• _What you need to do_
Rewrite the data beginning at the line containing "Mark the dark background" and running through the last line, with "dark background area" changed to "black backdrop" and everything else unchanged. Include both ends, and leave the picture out of your answer.

• _Task input_
[START]
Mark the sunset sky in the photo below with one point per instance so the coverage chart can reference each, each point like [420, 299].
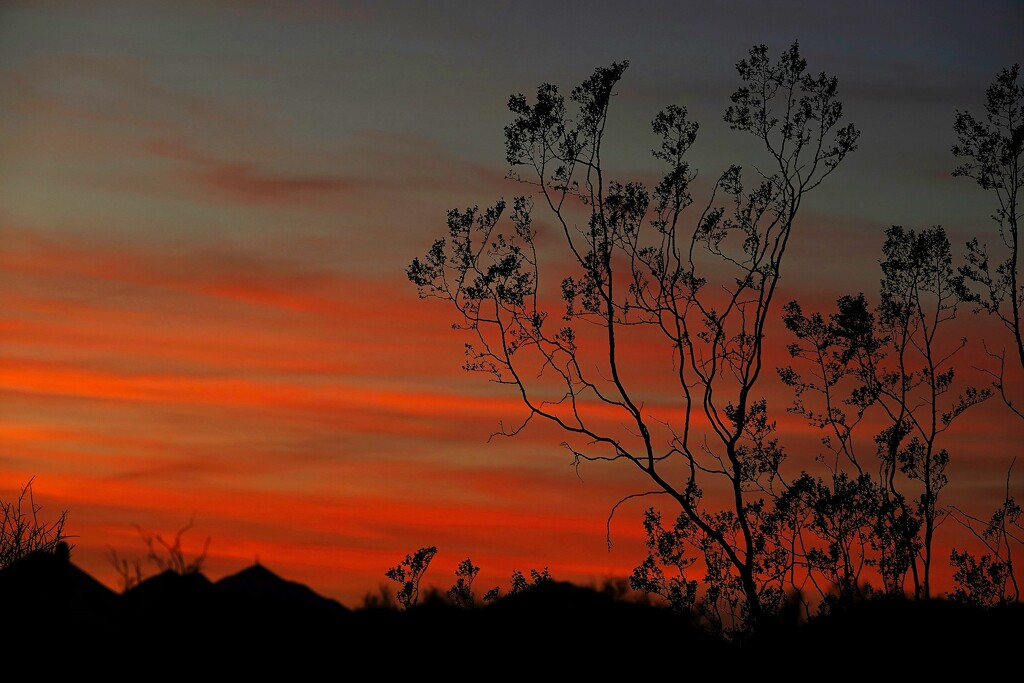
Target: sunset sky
[207, 208]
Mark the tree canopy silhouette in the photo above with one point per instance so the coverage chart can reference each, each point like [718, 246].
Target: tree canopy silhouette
[702, 279]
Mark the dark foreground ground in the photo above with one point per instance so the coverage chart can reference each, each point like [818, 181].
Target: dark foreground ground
[56, 619]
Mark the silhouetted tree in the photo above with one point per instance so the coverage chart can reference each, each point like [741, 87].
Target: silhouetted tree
[409, 573]
[22, 531]
[896, 360]
[989, 579]
[635, 266]
[990, 151]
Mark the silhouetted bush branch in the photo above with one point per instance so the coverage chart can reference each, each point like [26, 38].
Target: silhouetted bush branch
[22, 530]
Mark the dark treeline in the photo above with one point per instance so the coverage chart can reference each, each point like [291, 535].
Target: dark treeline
[739, 529]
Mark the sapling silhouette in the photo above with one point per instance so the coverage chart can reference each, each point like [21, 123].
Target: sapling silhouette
[166, 555]
[409, 573]
[635, 268]
[990, 153]
[22, 530]
[898, 361]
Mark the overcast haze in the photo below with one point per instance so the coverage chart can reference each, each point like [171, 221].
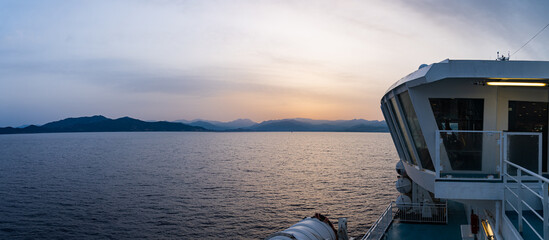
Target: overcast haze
[223, 60]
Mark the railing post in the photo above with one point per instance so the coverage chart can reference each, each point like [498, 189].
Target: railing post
[545, 205]
[437, 152]
[519, 198]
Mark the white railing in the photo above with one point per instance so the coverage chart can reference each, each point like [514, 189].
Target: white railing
[407, 212]
[515, 185]
[379, 228]
[421, 213]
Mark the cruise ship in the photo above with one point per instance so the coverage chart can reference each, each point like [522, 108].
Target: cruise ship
[472, 140]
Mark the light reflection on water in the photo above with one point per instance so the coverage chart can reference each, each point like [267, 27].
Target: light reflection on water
[189, 185]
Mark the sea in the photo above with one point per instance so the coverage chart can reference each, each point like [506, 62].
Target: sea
[190, 185]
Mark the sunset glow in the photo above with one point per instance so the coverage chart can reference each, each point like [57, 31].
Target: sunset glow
[223, 60]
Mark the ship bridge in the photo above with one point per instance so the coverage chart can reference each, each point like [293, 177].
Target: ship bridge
[476, 131]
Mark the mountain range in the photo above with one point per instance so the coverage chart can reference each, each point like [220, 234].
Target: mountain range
[100, 123]
[293, 124]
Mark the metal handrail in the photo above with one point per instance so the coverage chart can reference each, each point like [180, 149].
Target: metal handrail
[377, 224]
[542, 178]
[518, 181]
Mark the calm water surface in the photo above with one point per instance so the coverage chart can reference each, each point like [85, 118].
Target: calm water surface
[189, 185]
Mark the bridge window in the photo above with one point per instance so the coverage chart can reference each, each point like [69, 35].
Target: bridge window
[415, 130]
[464, 149]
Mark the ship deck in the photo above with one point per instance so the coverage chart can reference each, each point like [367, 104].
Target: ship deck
[422, 231]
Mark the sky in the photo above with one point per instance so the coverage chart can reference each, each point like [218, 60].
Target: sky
[224, 60]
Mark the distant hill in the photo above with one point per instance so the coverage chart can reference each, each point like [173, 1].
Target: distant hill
[300, 124]
[126, 124]
[293, 124]
[220, 126]
[102, 124]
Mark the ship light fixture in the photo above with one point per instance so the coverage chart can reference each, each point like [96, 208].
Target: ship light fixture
[517, 84]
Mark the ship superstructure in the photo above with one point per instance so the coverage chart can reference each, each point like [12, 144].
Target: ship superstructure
[472, 140]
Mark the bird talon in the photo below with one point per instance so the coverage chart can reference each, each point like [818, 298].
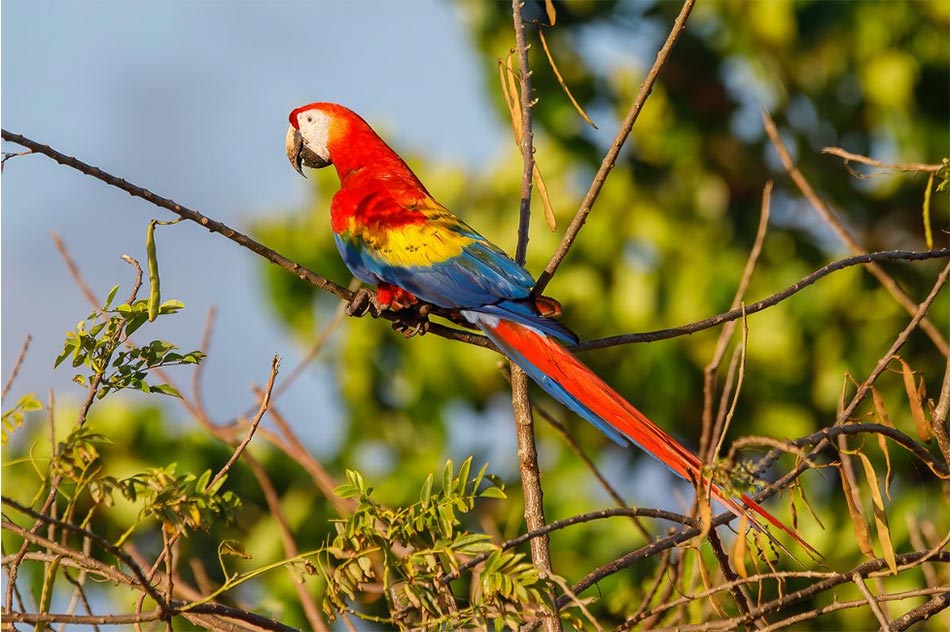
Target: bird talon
[364, 301]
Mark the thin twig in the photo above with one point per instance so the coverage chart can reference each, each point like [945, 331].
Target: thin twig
[610, 159]
[742, 603]
[781, 603]
[847, 156]
[198, 375]
[711, 371]
[214, 226]
[758, 306]
[557, 525]
[527, 135]
[922, 613]
[74, 270]
[265, 403]
[524, 421]
[939, 418]
[872, 602]
[16, 366]
[102, 542]
[531, 478]
[311, 611]
[844, 234]
[576, 448]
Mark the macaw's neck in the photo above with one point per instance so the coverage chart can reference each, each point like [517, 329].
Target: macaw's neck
[359, 153]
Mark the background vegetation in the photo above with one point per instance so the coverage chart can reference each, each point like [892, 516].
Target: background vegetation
[666, 244]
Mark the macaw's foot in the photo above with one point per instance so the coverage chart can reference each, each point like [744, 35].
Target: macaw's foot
[413, 320]
[548, 307]
[364, 301]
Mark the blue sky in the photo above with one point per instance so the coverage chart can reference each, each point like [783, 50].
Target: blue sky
[190, 99]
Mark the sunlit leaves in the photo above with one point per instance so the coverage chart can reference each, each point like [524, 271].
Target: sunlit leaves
[418, 546]
[96, 341]
[13, 418]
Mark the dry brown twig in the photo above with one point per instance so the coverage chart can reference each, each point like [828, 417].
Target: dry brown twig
[825, 212]
[847, 156]
[524, 419]
[610, 158]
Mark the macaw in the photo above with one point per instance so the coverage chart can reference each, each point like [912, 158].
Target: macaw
[393, 234]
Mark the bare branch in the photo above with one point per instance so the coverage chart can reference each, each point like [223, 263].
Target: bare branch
[846, 237]
[922, 613]
[847, 156]
[214, 226]
[16, 366]
[527, 135]
[712, 369]
[610, 159]
[872, 602]
[735, 314]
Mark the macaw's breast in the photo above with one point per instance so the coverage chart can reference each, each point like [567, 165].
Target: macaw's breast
[405, 233]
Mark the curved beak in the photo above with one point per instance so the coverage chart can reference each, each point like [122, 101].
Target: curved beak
[299, 155]
[295, 149]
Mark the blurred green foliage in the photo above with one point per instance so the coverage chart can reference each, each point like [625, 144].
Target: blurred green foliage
[665, 245]
[669, 236]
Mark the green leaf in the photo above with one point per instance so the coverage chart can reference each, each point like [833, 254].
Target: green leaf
[493, 492]
[166, 389]
[109, 297]
[426, 491]
[233, 548]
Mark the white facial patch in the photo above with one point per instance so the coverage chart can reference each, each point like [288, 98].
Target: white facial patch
[314, 128]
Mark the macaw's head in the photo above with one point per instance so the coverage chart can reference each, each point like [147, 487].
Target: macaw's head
[318, 131]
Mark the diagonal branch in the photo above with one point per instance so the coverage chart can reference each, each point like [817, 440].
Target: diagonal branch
[778, 297]
[844, 235]
[241, 239]
[524, 418]
[610, 159]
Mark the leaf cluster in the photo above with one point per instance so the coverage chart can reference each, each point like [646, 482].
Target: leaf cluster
[96, 340]
[410, 550]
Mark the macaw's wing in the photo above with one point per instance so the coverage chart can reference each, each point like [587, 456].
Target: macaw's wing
[431, 253]
[421, 247]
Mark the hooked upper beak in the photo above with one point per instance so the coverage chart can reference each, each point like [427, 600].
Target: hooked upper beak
[299, 155]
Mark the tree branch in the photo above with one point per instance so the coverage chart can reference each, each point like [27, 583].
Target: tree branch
[610, 159]
[214, 226]
[735, 314]
[843, 234]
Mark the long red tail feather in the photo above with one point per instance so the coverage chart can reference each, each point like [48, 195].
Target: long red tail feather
[567, 379]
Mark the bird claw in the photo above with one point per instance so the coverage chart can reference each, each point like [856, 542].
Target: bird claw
[413, 320]
[364, 301]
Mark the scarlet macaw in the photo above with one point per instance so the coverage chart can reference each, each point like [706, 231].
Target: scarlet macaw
[393, 234]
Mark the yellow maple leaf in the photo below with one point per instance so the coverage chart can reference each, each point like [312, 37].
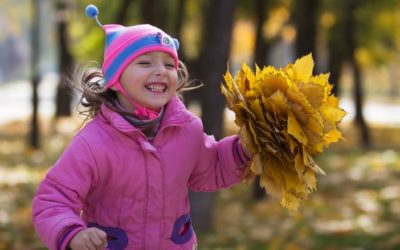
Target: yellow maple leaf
[286, 116]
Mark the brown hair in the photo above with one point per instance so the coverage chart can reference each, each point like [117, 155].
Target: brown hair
[93, 94]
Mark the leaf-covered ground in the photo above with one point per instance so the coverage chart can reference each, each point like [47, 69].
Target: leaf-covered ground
[356, 206]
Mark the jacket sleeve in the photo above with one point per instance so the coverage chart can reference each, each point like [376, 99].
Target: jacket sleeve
[58, 199]
[219, 163]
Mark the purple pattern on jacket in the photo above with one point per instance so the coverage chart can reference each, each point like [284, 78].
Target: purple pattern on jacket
[111, 175]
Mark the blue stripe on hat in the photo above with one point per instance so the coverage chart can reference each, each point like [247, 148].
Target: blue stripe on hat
[146, 41]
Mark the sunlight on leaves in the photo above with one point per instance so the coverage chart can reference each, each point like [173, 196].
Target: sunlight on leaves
[286, 116]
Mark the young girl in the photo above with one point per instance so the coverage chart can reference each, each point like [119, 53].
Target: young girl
[123, 181]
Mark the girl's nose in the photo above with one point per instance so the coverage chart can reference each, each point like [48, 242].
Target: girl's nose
[160, 69]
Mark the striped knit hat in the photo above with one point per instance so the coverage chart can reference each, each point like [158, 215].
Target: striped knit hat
[124, 44]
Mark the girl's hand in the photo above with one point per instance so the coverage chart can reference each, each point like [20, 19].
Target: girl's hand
[89, 239]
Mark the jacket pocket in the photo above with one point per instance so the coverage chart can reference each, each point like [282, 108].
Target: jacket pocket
[183, 230]
[117, 239]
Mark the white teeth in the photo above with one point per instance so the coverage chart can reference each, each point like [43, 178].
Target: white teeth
[156, 87]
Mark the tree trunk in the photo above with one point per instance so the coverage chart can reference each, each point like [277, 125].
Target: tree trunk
[307, 20]
[213, 60]
[350, 31]
[260, 58]
[156, 12]
[66, 62]
[35, 73]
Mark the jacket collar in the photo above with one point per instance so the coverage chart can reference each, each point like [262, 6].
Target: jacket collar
[175, 114]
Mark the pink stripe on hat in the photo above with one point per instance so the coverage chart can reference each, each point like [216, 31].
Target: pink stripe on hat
[124, 44]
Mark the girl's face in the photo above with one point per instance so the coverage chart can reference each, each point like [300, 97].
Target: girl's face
[150, 80]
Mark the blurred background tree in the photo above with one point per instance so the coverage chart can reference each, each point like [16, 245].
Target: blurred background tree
[357, 41]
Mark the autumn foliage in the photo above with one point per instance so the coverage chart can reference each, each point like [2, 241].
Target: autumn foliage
[286, 116]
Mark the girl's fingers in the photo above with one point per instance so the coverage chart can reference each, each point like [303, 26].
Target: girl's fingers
[99, 239]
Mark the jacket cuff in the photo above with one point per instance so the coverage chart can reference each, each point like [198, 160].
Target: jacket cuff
[68, 235]
[239, 153]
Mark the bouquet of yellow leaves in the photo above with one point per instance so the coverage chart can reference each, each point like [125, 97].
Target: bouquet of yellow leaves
[285, 116]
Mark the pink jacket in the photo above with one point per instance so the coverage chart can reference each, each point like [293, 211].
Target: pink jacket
[111, 177]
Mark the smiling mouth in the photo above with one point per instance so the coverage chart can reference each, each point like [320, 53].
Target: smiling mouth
[156, 87]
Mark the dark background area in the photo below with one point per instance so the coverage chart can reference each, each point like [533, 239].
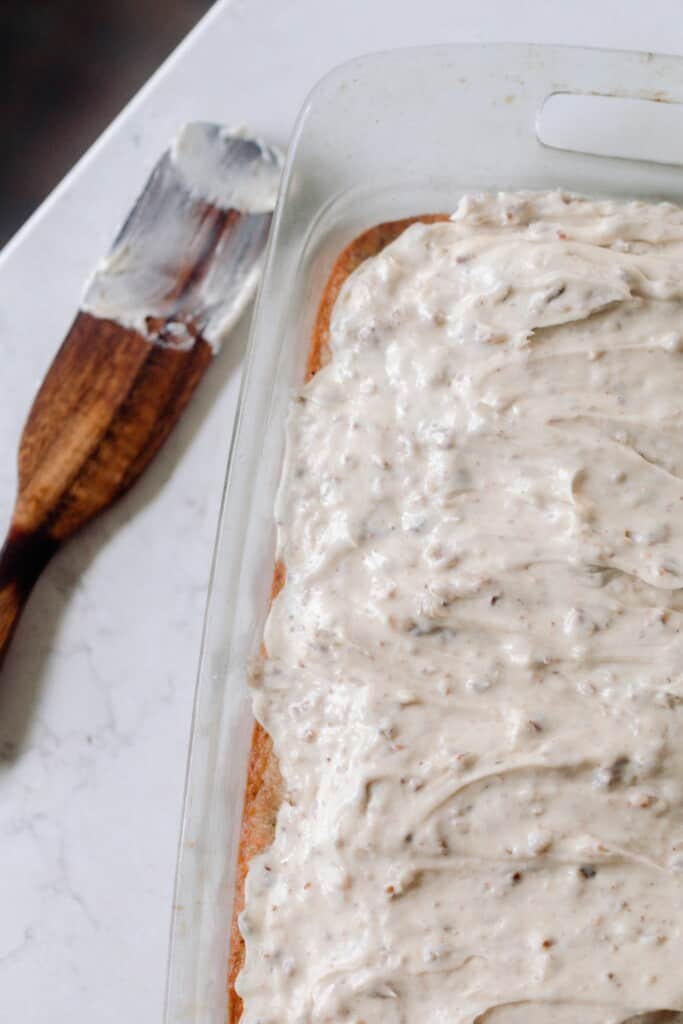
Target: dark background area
[END]
• _Expected output_
Mark the black backdrop in the photo below with one point per instance so the coverage chart can reference each, each point like [533, 239].
Target: black backdrop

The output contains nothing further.